> TASK SET:
(a) From the birthday post, copy the passage from "I couldn't get" up to and including "I miss him.".
(b) In the birthday post, how much extra was paid for the skydiving video option?

> TEXT BLOCK:
I woke up at 2:30am unable to sleep any longer. I'm not sure if it is jet lag or stress or grief - but I was smacked sideways until 6am, my brain on overdrive and unable to calm down. Thoughts of Ryan came hard and swift that next thing I know my nose is drenching my pillow in snot, eyes puffy and swollen.
I'm beginning to think birthdays aren't really birthdays unless they come with tears.
I couldn't get him out of my head. But instead of fighting it, I've found to accept it. Tearfully remember the shape of his hands, the unmistakable and infectious grin, his laugh and the way we would often get each other so worked up we'd be crying we would laugh so hard.
For my 30th birthday we went skydiving. They had a video option and we paid the extra $50 to record our fall. As the plane circled the Skykomish sky up to 14,000 feet, he sang happy birthday to me. And I have it on film. That was the last birthday we celebrated together, alive.
And I know, deep down, that having him fill my thoughts is just his way of telling me that he's still here. He still cares for me. He will always be there. But damn it, I miss him.
I still had an awesome birthday. It's been four years and my crows feet are growing deeper - not just from age but from lots of laughs since then. Lots of good times had and memories created with old friends and new. I raced my bike and got on the podium, stuffed my face with sushi, laughed hard with friends and ate chocolate cake. Oh, and it was 80 degrees. Pretty sweet if you ask me.

> Data for pointing to what's described:
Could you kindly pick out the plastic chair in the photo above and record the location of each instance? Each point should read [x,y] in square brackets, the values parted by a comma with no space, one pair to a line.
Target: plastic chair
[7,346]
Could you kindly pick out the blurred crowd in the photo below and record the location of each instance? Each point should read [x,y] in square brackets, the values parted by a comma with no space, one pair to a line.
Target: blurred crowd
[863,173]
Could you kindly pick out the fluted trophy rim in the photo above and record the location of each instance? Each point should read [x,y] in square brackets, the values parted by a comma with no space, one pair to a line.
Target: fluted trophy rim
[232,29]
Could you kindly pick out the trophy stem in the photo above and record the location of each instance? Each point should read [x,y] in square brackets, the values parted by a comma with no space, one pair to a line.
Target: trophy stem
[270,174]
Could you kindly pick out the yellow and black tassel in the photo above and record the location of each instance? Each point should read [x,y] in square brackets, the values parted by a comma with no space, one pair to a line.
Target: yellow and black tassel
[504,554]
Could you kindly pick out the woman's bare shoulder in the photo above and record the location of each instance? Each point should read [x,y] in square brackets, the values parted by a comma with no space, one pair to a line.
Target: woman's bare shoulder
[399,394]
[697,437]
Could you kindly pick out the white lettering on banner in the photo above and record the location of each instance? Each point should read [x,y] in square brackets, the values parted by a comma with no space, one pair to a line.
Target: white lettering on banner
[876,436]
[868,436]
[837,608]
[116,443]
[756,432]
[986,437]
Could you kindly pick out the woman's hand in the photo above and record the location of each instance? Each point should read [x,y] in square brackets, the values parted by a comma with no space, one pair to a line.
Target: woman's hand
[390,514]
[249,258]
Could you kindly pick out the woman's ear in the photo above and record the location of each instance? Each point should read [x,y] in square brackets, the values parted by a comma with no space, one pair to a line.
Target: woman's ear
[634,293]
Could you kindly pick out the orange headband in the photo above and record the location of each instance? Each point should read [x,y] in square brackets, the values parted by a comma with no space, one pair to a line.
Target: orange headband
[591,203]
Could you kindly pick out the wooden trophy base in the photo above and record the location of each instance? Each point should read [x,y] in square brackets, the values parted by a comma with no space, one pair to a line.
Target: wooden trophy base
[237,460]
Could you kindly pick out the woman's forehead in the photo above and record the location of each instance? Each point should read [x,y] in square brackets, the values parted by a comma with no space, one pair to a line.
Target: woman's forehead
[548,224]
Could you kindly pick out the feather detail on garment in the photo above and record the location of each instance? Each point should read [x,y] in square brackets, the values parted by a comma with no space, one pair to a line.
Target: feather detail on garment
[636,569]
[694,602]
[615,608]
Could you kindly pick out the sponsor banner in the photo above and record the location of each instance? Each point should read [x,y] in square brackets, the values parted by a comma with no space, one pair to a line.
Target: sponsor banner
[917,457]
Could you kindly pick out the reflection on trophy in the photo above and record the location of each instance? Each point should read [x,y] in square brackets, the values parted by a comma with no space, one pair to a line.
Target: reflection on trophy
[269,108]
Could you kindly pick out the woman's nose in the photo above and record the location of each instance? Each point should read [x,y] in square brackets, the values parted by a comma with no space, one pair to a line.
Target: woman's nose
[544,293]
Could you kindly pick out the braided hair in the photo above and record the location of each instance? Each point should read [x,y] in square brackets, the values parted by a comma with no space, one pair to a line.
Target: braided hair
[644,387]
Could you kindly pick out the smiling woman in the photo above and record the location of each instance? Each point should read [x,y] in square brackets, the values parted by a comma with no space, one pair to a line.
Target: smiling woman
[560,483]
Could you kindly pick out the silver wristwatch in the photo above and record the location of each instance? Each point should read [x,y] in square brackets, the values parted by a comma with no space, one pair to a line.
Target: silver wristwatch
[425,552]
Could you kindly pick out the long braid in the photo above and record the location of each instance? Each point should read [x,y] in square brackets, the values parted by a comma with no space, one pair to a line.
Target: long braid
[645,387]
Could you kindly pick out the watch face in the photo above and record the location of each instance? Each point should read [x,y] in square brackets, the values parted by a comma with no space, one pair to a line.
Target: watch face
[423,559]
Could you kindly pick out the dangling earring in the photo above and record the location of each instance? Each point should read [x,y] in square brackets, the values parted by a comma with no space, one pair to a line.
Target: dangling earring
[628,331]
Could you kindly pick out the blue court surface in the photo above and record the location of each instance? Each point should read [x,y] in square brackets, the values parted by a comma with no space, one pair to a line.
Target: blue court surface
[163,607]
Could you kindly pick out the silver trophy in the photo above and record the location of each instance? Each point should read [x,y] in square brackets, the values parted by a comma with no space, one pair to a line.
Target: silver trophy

> SOLUTIONS TO THE TASKS:
(a)
I couldn't get him out of my head. But instead of fighting it, I've found to accept it. Tearfully remember the shape of his hands, the unmistakable and infectious grin, his laugh and the way we would often get each other so worked up we'd be crying we would laugh so hard.
For my 30th birthday we went skydiving. They had a video option and we paid the extra $50 to record our fall. As the plane circled the Skykomish sky up to 14,000 feet, he sang happy birthday to me. And I have it on film. That was the last birthday we celebrated together, alive.
And I know, deep down, that having him fill my thoughts is just his way of telling me that he's still here. He still cares for me. He will always be there. But damn it, I miss him.

(b) $50